• [GEGEVEN TEKST]
Geen sterveling kent alle hieronder in het lijstje genoemde opnamen, of zou ze zelfs maar kunnen kennen. Vele daarvan verschenen ook op vrij obscure labels en heel wat zullen niet meer verkrijgbaar zijn. Hier worden daarom slechts de interessantste en waarschijnlijk ook mooist uitgaven uitgelicht.

In de loop der tijd hebben sommige violisten zich zelfs fonografisch aan meerdere, in de tijd gespreide opnamen gewaagd. Menuhin, Szeryng, Milstein, Kremer, Kuyken, Shumsky en Tetzlaff. Historische mono-opnamen tot ca. 1957 kunnen interessant genoeg zijn om nog eens te beluisteren, voor de echte, regelmatige muziekconsumptie komen eigenlijk alleen opnamen van later datum in aanmerking.

• [OPDRACHTEN]
• 1. Geef de regels uit de records weer als Markdown-tabel met de kolommen Nr en Recordregel, beginnend bij de regel met "Target: city skyline" en eindigend bij de regel met "xmin=170 ymin=234 xmax=423 ymax=299", beide inbegrepen. Laat lege regels weg.
• 2. Schrijf de tekst over vioolopnamen verder vanaf de laatste zin.
De tekst en de records hebben elk een andere herkomst.

• [OEFENGEGEVENS]
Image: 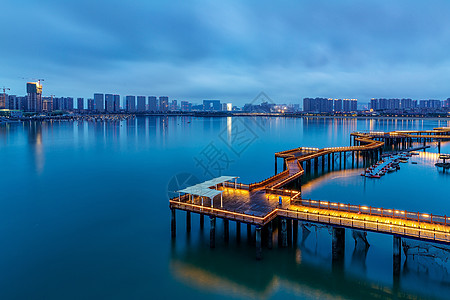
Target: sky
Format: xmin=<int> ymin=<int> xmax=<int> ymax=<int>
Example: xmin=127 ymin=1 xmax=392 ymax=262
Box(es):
xmin=0 ymin=0 xmax=450 ymax=105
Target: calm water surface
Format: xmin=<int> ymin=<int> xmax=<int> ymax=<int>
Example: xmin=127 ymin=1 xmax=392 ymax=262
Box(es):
xmin=0 ymin=117 xmax=450 ymax=299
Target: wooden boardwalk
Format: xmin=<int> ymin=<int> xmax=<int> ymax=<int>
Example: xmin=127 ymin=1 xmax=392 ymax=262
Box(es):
xmin=169 ymin=128 xmax=450 ymax=264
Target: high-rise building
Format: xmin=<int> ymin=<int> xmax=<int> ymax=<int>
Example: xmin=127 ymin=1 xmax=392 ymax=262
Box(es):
xmin=137 ymin=96 xmax=146 ymax=112
xmin=159 ymin=96 xmax=169 ymax=111
xmin=125 ymin=96 xmax=136 ymax=112
xmin=42 ymin=97 xmax=53 ymax=112
xmin=5 ymin=95 xmax=15 ymax=110
xmin=181 ymin=101 xmax=192 ymax=111
xmin=94 ymin=94 xmax=105 ymax=112
xmin=400 ymin=98 xmax=413 ymax=109
xmin=114 ymin=95 xmax=120 ymax=112
xmin=27 ymin=82 xmax=42 ymax=112
xmin=203 ymin=100 xmax=222 ymax=111
xmin=77 ymin=98 xmax=84 ymax=110
xmin=444 ymin=98 xmax=450 ymax=107
xmin=0 ymin=93 xmax=9 ymax=109
xmin=88 ymin=98 xmax=95 ymax=112
xmin=148 ymin=96 xmax=158 ymax=112
xmin=105 ymin=94 xmax=114 ymax=112
xmin=303 ymin=98 xmax=333 ymax=113
xmin=342 ymin=99 xmax=358 ymax=112
xmin=64 ymin=97 xmax=73 ymax=111
xmin=334 ymin=99 xmax=342 ymax=112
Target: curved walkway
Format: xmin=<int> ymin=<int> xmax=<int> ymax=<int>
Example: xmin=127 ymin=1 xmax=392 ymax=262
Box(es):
xmin=249 ymin=127 xmax=450 ymax=190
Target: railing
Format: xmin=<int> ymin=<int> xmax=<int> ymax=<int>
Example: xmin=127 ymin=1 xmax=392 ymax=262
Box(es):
xmin=170 ymin=200 xmax=450 ymax=243
xmin=250 ymin=169 xmax=289 ymax=190
xmin=277 ymin=209 xmax=450 ymax=243
xmin=223 ymin=181 xmax=250 ymax=191
xmin=297 ymin=199 xmax=450 ymax=226
xmin=170 ymin=200 xmax=277 ymax=226
xmin=264 ymin=188 xmax=301 ymax=199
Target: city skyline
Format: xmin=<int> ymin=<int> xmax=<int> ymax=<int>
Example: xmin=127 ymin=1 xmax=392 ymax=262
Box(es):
xmin=0 ymin=1 xmax=450 ymax=105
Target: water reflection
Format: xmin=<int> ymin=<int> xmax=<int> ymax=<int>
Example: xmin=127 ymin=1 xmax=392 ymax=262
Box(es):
xmin=170 ymin=234 xmax=423 ymax=299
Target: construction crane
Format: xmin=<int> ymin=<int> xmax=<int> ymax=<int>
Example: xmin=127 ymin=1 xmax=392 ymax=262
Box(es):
xmin=0 ymin=87 xmax=11 ymax=108
xmin=22 ymin=77 xmax=44 ymax=85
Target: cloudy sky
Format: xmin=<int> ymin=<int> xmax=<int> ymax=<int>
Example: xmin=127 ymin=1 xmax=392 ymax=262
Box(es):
xmin=0 ymin=0 xmax=450 ymax=104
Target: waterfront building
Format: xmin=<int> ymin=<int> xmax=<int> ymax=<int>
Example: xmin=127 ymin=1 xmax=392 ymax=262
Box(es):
xmin=444 ymin=98 xmax=450 ymax=107
xmin=27 ymin=81 xmax=42 ymax=112
xmin=181 ymin=101 xmax=192 ymax=111
xmin=64 ymin=97 xmax=73 ymax=111
xmin=159 ymin=96 xmax=169 ymax=111
xmin=105 ymin=94 xmax=114 ymax=112
xmin=148 ymin=96 xmax=158 ymax=112
xmin=334 ymin=99 xmax=342 ymax=112
xmin=87 ymin=98 xmax=95 ymax=112
xmin=137 ymin=96 xmax=146 ymax=112
xmin=77 ymin=98 xmax=84 ymax=110
xmin=94 ymin=94 xmax=105 ymax=112
xmin=125 ymin=96 xmax=136 ymax=112
xmin=6 ymin=95 xmax=20 ymax=110
xmin=113 ymin=95 xmax=120 ymax=112
xmin=303 ymin=98 xmax=333 ymax=113
xmin=42 ymin=97 xmax=53 ymax=112
xmin=342 ymin=99 xmax=358 ymax=112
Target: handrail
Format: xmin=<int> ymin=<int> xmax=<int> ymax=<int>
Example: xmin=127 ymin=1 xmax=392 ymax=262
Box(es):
xmin=297 ymin=199 xmax=450 ymax=226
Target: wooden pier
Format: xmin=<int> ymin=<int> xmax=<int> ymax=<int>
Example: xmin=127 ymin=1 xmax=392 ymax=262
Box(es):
xmin=170 ymin=128 xmax=450 ymax=276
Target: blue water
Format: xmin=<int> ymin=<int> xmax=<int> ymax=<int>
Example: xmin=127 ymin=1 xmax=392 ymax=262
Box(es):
xmin=0 ymin=117 xmax=450 ymax=299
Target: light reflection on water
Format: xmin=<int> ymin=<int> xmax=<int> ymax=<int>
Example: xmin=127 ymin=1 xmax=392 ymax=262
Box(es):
xmin=0 ymin=117 xmax=450 ymax=299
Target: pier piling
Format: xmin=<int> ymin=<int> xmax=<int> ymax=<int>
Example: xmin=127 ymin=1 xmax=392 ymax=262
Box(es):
xmin=170 ymin=208 xmax=177 ymax=238
xmin=223 ymin=219 xmax=230 ymax=244
xmin=278 ymin=219 xmax=288 ymax=248
xmin=267 ymin=222 xmax=273 ymax=249
xmin=200 ymin=214 xmax=205 ymax=229
xmin=255 ymin=226 xmax=262 ymax=260
xmin=186 ymin=211 xmax=191 ymax=233
xmin=393 ymin=235 xmax=402 ymax=278
xmin=332 ymin=227 xmax=345 ymax=262
xmin=236 ymin=221 xmax=241 ymax=243
xmin=209 ymin=217 xmax=216 ymax=248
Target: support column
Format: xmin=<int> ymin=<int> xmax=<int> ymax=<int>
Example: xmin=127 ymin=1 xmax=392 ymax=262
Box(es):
xmin=352 ymin=151 xmax=355 ymax=168
xmin=209 ymin=217 xmax=216 ymax=248
xmin=332 ymin=227 xmax=345 ymax=266
xmin=186 ymin=211 xmax=191 ymax=233
xmin=279 ymin=219 xmax=287 ymax=248
xmin=267 ymin=221 xmax=273 ymax=249
xmin=393 ymin=235 xmax=402 ymax=279
xmin=255 ymin=226 xmax=262 ymax=260
xmin=344 ymin=151 xmax=347 ymax=169
xmin=275 ymin=156 xmax=278 ymax=175
xmin=223 ymin=219 xmax=230 ymax=244
xmin=292 ymin=220 xmax=298 ymax=247
xmin=286 ymin=219 xmax=292 ymax=246
xmin=200 ymin=214 xmax=205 ymax=229
xmin=170 ymin=208 xmax=177 ymax=238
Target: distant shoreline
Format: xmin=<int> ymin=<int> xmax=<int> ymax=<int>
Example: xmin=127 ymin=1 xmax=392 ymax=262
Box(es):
xmin=0 ymin=112 xmax=450 ymax=124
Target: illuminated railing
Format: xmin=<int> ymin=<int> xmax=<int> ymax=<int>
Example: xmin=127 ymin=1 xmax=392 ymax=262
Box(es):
xmin=170 ymin=200 xmax=277 ymax=226
xmin=297 ymin=199 xmax=450 ymax=226
xmin=277 ymin=209 xmax=450 ymax=243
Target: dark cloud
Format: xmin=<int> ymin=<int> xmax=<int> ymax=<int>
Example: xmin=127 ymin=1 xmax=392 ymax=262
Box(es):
xmin=0 ymin=0 xmax=450 ymax=104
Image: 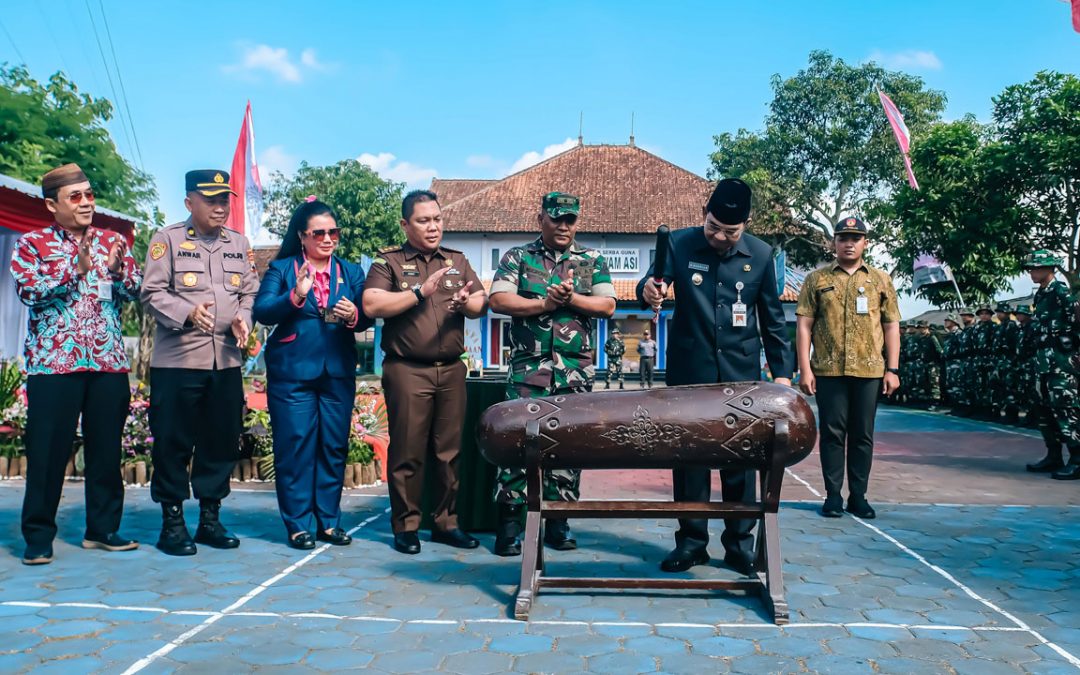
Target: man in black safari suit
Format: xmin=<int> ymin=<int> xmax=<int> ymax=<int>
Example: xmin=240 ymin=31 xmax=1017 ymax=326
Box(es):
xmin=637 ymin=178 xmax=794 ymax=575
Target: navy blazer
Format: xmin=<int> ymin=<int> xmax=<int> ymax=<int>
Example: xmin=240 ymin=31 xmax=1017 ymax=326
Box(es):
xmin=253 ymin=256 xmax=375 ymax=381
xmin=637 ymin=227 xmax=794 ymax=384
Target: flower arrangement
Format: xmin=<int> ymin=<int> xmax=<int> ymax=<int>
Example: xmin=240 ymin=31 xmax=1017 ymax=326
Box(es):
xmin=120 ymin=382 xmax=153 ymax=464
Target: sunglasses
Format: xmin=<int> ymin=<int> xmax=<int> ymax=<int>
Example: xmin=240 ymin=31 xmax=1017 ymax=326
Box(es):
xmin=303 ymin=228 xmax=341 ymax=242
xmin=67 ymin=190 xmax=94 ymax=204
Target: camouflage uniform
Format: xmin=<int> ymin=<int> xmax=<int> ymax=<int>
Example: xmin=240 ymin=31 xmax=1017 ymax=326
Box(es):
xmin=491 ymin=238 xmax=616 ymax=504
xmin=604 ymin=335 xmax=626 ymax=389
xmin=1009 ymin=305 xmax=1039 ymax=427
xmin=1024 ymin=251 xmax=1080 ymax=478
xmin=990 ymin=305 xmax=1020 ymax=423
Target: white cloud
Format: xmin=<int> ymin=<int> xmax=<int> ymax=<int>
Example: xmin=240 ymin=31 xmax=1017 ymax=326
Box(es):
xmin=356 ymin=152 xmax=438 ymax=188
xmin=221 ymin=44 xmax=327 ymax=84
xmin=866 ymin=50 xmax=942 ymax=70
xmin=508 ymin=138 xmax=578 ymax=175
xmin=258 ymin=146 xmax=300 ymax=184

• [ANTWOORDEN]
• 1.
| Nr | Recordregel |
|---|---|
| 1 | Target: city skyline |
| 2 | Format: xmin=<int> ymin=<int> xmax=<int> ymax=<int> |
| 3 | Example: xmin=127 ymin=1 xmax=392 ymax=262 |
| 4 | Box(es): |
| 5 | xmin=0 ymin=1 xmax=450 ymax=105 |
| 6 | Target: water reflection |
| 7 | Format: xmin=<int> ymin=<int> xmax=<int> ymax=<int> |
| 8 | Example: xmin=127 ymin=1 xmax=392 ymax=262 |
| 9 | Box(es): |
| 10 | xmin=170 ymin=234 xmax=423 ymax=299 |

• 2.
Aan het begin van deze verkenning kan wel vast worden vastgesteld dat bij het gros der opnamen aan vrijwel alle technische, expressieve en polyfonische parameters die gelden voor een behoorlijke realisatie van deze werken  tegenwoordig doorgaans uitstekend wordt voldaan. De fonografische geschiedenis begint wat de complete opnamen betreft ongeveer met Menuhin en Enescu in de jaren dertig uit de vorige eeuw. 

De opname die Menuhin als tiener maakte laat zijn grote gaven doorschemeren. Maar er zijn romantische insluipsels, zoals het permanente snelle vibrato en een bij vlagen optredende overaccentuering. Jammer genoeg toont zijn tweede uitgave uit medio jaren vijftig bij alle noblesse ook een soms onzekere intonatie. Het blijft bij wat hoogtepunten. Menuhin toont zich in zijn jonge jaren impulsiever en vrijer dan in zijn latere opname uit de jaren vijftig. En Naxos restaureerde het geheel uitstekend.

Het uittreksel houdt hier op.